Written task. Please repeat the material word for word, starting at its first line and ending with the line that contains "[(184, 75), (107, 81), (398, 76), (372, 140), (462, 65)]", including both of those lines.

A run of records.
--*--

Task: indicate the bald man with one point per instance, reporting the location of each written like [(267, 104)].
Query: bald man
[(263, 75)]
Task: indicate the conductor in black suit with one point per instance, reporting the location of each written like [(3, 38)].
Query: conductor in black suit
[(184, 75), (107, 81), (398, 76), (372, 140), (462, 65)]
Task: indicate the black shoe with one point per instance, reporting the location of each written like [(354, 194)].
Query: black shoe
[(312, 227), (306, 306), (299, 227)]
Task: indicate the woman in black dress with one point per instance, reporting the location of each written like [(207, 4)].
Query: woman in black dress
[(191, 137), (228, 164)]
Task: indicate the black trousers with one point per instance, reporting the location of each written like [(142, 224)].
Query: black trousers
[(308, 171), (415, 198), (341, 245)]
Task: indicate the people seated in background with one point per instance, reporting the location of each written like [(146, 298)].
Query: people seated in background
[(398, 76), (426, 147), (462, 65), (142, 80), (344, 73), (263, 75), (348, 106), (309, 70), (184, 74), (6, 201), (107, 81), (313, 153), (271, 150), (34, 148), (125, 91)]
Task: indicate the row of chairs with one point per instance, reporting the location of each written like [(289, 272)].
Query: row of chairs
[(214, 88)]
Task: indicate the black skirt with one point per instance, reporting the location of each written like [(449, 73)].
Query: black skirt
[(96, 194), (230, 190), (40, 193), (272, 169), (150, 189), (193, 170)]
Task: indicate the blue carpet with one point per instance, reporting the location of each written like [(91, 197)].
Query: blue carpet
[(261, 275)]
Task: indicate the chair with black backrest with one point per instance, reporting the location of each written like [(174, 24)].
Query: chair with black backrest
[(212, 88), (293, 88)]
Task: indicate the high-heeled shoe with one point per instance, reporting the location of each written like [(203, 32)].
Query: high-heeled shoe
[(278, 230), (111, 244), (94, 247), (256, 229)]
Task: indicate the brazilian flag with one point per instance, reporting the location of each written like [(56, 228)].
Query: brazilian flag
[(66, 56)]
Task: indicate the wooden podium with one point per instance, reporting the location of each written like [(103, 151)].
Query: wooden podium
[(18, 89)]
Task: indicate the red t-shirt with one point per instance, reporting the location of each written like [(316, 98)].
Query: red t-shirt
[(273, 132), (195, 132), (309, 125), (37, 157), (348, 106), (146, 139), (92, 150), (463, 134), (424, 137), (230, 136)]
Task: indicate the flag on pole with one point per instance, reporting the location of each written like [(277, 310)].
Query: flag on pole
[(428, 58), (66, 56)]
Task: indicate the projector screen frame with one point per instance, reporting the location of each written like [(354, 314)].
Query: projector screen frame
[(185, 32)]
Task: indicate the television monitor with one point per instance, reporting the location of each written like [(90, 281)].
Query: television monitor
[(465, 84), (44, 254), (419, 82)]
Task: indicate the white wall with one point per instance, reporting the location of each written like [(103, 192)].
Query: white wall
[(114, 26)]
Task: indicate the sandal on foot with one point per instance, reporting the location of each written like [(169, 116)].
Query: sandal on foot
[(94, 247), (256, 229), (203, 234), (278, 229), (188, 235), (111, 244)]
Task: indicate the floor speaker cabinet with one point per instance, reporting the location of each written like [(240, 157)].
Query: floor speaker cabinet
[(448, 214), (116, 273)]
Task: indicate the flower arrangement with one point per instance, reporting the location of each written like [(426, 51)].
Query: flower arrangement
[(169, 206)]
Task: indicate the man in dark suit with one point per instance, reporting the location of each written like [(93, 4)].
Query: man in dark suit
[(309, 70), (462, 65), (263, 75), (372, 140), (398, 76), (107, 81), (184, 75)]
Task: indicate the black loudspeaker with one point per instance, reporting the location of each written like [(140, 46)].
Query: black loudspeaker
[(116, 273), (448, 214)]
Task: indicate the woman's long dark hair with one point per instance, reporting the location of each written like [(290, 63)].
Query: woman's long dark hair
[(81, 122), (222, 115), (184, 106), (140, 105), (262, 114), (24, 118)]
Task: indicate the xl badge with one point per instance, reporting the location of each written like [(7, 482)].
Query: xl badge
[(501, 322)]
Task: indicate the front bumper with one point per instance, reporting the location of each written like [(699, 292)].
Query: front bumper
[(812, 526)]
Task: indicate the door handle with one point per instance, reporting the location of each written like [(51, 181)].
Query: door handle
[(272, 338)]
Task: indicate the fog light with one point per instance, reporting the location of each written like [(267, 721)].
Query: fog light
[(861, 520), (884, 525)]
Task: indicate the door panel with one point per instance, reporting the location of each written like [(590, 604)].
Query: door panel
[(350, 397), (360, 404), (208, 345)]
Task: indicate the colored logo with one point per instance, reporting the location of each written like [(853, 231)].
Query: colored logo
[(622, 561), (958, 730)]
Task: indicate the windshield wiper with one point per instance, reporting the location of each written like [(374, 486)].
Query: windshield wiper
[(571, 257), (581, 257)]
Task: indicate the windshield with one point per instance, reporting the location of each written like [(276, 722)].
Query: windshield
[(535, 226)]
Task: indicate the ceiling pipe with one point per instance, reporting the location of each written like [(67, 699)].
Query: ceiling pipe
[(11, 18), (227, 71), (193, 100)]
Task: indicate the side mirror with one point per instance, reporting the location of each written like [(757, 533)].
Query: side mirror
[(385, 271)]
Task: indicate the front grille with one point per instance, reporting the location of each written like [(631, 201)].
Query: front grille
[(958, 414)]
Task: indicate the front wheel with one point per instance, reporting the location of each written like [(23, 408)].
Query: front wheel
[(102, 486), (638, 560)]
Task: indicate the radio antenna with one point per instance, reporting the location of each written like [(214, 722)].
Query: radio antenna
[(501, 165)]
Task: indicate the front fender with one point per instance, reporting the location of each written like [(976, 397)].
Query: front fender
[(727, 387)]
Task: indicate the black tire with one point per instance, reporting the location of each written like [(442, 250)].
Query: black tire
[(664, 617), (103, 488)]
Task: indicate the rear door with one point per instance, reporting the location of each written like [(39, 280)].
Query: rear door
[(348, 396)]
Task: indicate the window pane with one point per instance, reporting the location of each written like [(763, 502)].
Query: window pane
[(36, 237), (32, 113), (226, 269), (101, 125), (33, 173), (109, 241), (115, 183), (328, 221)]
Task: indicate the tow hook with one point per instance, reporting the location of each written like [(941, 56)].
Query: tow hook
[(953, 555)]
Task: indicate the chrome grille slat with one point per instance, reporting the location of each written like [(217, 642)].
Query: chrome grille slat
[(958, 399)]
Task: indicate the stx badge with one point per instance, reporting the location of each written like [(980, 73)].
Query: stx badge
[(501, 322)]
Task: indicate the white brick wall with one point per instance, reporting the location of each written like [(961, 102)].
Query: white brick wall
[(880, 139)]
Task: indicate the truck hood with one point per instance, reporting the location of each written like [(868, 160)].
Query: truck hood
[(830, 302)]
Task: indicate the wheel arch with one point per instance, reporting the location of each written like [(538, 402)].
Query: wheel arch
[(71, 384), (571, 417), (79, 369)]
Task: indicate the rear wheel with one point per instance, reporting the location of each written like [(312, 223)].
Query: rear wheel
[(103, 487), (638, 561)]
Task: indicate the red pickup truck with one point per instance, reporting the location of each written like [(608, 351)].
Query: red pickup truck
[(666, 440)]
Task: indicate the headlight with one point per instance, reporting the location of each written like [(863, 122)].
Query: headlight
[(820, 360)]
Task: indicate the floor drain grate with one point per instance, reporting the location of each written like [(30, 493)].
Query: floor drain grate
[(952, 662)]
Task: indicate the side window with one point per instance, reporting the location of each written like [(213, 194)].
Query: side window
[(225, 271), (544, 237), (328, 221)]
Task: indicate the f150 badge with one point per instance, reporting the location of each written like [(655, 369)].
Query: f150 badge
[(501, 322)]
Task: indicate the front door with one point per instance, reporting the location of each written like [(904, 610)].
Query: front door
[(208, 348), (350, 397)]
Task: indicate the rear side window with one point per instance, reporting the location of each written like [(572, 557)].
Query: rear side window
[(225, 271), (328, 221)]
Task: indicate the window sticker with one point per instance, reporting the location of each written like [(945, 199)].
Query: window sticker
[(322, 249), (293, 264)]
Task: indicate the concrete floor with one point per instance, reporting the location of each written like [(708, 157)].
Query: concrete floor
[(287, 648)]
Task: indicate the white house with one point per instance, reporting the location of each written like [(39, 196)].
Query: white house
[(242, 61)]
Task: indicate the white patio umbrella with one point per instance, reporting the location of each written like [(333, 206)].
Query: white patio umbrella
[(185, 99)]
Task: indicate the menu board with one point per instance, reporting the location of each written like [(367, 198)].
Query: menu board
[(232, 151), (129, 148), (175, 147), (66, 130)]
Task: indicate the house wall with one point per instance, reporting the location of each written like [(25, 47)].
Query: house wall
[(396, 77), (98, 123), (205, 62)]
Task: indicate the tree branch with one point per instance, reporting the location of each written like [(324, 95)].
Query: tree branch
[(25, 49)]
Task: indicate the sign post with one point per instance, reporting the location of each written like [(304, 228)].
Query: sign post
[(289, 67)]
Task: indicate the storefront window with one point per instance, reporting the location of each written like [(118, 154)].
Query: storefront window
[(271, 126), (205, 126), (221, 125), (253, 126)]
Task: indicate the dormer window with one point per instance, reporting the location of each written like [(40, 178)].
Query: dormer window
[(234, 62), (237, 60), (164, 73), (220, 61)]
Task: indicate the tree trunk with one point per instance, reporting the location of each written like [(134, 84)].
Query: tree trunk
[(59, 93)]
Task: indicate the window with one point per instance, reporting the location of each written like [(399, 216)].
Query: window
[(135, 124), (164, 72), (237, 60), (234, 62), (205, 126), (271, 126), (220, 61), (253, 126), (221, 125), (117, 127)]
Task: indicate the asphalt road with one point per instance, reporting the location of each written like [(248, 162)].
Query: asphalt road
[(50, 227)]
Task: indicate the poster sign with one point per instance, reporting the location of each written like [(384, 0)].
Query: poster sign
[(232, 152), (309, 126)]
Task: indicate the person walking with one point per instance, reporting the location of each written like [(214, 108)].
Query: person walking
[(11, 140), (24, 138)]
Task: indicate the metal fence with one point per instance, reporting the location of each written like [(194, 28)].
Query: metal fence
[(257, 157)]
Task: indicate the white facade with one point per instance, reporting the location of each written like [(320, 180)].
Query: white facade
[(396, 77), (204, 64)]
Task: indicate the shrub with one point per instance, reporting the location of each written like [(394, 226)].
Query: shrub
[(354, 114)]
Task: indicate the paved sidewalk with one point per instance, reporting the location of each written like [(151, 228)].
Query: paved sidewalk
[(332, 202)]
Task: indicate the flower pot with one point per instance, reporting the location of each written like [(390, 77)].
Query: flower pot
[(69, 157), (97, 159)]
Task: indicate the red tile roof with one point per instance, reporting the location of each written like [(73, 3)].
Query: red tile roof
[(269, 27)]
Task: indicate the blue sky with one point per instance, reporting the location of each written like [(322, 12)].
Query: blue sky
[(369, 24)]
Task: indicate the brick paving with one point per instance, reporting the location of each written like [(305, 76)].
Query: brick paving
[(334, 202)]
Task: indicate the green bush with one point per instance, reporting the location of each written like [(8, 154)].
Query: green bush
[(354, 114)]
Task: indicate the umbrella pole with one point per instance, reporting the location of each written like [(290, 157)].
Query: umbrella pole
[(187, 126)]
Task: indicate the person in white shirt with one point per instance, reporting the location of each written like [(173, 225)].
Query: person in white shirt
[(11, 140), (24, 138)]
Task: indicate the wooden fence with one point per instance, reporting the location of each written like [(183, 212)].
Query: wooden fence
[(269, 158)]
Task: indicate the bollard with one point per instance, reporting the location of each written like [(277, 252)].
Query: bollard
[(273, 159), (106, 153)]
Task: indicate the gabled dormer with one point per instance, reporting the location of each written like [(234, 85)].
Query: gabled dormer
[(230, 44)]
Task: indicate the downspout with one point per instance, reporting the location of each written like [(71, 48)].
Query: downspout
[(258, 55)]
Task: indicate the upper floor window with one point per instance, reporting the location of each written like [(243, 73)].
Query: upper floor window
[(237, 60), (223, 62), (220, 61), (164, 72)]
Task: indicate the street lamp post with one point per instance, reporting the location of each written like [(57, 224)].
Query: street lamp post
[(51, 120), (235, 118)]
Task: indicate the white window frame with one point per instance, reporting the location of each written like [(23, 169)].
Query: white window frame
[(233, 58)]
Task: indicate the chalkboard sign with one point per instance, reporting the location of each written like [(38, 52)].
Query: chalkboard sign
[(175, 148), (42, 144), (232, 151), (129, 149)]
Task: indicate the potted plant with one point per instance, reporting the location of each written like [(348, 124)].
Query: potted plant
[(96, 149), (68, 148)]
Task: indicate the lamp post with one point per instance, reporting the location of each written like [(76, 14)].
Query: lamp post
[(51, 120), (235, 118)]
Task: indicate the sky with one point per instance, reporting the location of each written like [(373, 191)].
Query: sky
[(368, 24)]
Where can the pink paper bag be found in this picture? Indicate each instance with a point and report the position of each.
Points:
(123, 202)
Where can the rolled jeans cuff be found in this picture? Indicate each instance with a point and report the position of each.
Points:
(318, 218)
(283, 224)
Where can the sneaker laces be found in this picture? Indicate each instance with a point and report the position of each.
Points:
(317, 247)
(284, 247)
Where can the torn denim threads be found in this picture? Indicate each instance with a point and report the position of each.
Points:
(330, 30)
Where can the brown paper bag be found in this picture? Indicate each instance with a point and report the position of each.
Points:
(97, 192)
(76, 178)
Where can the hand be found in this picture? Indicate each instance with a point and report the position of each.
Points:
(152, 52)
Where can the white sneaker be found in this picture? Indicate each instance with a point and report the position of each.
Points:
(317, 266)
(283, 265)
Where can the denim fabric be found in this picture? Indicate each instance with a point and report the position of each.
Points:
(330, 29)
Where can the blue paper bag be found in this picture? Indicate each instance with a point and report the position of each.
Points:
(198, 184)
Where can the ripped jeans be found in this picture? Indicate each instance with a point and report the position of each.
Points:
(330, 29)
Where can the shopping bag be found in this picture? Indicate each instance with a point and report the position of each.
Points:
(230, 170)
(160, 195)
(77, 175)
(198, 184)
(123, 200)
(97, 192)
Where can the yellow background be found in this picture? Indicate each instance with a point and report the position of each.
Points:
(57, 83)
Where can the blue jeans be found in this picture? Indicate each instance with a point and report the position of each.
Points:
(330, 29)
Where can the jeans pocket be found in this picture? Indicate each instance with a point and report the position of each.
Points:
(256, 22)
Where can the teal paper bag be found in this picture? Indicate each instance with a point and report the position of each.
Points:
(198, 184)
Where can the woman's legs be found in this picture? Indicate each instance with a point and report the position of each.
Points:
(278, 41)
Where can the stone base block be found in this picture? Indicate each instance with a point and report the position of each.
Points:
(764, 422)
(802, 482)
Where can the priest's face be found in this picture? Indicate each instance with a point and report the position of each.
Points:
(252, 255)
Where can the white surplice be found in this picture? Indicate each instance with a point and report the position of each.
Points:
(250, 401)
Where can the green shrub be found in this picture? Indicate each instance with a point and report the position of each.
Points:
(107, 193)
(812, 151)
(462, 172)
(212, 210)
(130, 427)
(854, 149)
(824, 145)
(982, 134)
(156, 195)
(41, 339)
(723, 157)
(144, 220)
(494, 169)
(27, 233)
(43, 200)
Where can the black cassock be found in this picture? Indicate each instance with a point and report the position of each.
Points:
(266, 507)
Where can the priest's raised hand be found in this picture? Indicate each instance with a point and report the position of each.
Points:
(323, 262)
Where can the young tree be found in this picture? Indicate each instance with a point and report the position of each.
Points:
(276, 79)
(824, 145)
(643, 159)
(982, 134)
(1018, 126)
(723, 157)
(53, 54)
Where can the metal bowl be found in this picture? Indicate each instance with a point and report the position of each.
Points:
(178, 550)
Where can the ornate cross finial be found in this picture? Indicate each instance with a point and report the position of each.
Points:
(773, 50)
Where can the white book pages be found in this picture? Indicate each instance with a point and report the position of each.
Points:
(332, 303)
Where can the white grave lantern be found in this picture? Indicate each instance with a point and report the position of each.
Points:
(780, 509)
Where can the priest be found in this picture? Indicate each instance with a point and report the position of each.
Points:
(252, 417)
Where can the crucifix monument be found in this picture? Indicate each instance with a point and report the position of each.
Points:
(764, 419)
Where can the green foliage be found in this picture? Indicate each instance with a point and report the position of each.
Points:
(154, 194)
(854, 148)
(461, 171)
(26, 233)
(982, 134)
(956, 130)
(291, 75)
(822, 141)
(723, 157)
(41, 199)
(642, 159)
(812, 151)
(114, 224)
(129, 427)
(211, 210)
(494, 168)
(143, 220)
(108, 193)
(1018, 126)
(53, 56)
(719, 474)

--*--

Finished exercise.
Task: indicate the bald man with one point per instance, reporting the location of each written like [(267, 104)].
Query: bald man
[(263, 75)]
Task: indicate the conductor in black suit with one point per instance, reporting the location of each written like [(3, 38)].
Query: conductor in black suit
[(184, 75), (107, 81), (398, 76), (372, 140), (462, 65)]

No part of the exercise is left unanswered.